» **Work item**
Repeat the book review word for word from "Book Review: Paul" to "far beyond Ireland.".

Book Review: Paul Lynch's Prophet Song is a tremendous achievement. Irish Examiner – Alannah Hopkin September, 2023

"Paul Lynch is a fearless writer — unafraid of taking on large themes and tackling them face to face."

I don’t know when I last read a book that left me as shaken and disturbed as Paul Lynch’s fifth novel. It is a tremendous achievement, telling a dark story of a society’s descent into war that resonates far beyond Ireland.

It comes garlanded with praise from Lynch’s contemporaries including Donal Ryan, Colum McCann, Colm Toíbín, Sara Baume, Rob Doyle, Christine Dwyer Hickey, and Lisa Harding, all richly deserved. This is one of the most important novels of 2023.

Paul Lynch is a fearless writer — unafraid of taking on large themes and tackling them face to face. The story recounts a mother’s experience of life in suburban Dublin, as it is transformed by a tyrannical government into a war zone. While it is Irish in detail, its events recall those seen nightly on the news.

It opens simply enough, on a dark, wet evening as microbiologist and mother of four Eilish Stack answers her front door to find the GNSB on her doorstep. Two officers from the newly-formed secret police are looking for her husband Larry, an official with the Teachers’ Union of Ireland.

From the very start, everything is seen from Eilish’s point of view, the subtle twists and turns of the richly atmospheric prose conveying her thought processes with clarity and precision: ‘Eilish finds her body moving towards the hall with the baby in her arms, she opens the front door and two men are standing before the porch glass almost faceless in the dark. She turns on the porch light and the men are known in an instant from how they are stood, the night-cold air suspiring it seems as she slides open the patio door, the suburban quiet, the rain falling almost unspoken onto St Laurence Street, upon the black car parked in front of the house. How the men seem to carry the feeling of the night…’

While the heightened language may seem strange at first, with the dialogue recounted in indirect speech, nouns often forced to serve as verbs and other idiosyncrasies, the reader quickly becomes accustomed to the strangeness, seeing the world through Eilish’s eyes. She is a kind, intelligent woman, highly qualified as a scientist and about to return to work after taking maternity leave with her and Larry’s “surprise” baby, Ben, following their son Bailey, now 12, Molly, 14and 17-year-old Mark. She and Larry have a good marriage, mainly focused on getting the children to school, delivering them by car to their extra-curricular activities, and picking them up again. Eilish also keeps an eye on her widowed father, Simon, living alone a short drive away, and showing signs of dementia.

Larry does not return from questioning, nor does he answer his phone. A national emergency is declared and there is talk of internment. The author does not dwell on the details of what is happening politically: the focus is entirely on Eilish’s experience of daily life in the nightmare of a society that is transforming into a police state. As things get worse she looks back nostalgically and ‘she sees how happiness hides in the humdrum…’ Her sister in Canada encourages her to bring the family to safety while she can, but Eilish cannot decide.

It is hard to put the book down as life for Eilish and the children turns from bad to worse, all too plausibly, beyond anyone’s control. Three hundred-plus pages go by in a flash, as she struggles to hold her family together in the huge catastrophe that has befallen the familiar cityscape.

Prophet Song is an extraordinary achievement, totally realistic, demonstrating the power of fiction to enhance our empathy for those elsewhere, living through horrors beyond our everyday experience., witnessed only on the TV screen.

Region pointing data:
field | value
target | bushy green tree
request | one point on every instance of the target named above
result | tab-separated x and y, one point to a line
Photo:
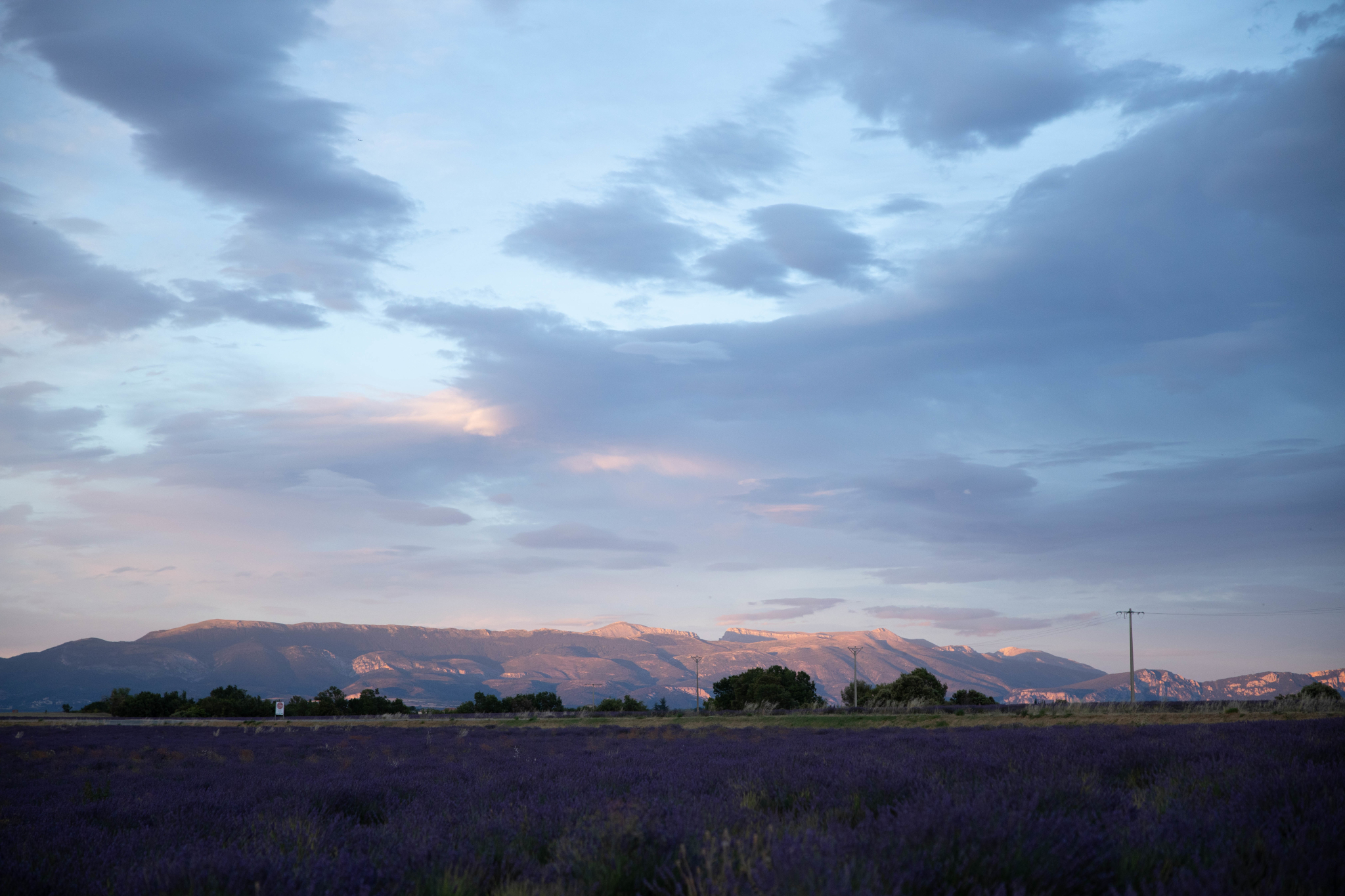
865	694
482	702
372	703
229	702
916	685
540	702
147	704
780	685
1315	691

» **Result of this exercise**
Book Review: Paul Lynch's Prophet Song is a tremendous achievement. Irish Examiner – Alannah Hopkin September, 2023

"Paul Lynch is a fearless writer — unafraid of taking on large themes and tackling them face to face."

I don’t know when I last read a book that left me as shaken and disturbed as Paul Lynch’s fifth novel. It is a tremendous achievement, telling a dark story of a society’s descent into war that resonates far beyond Ireland.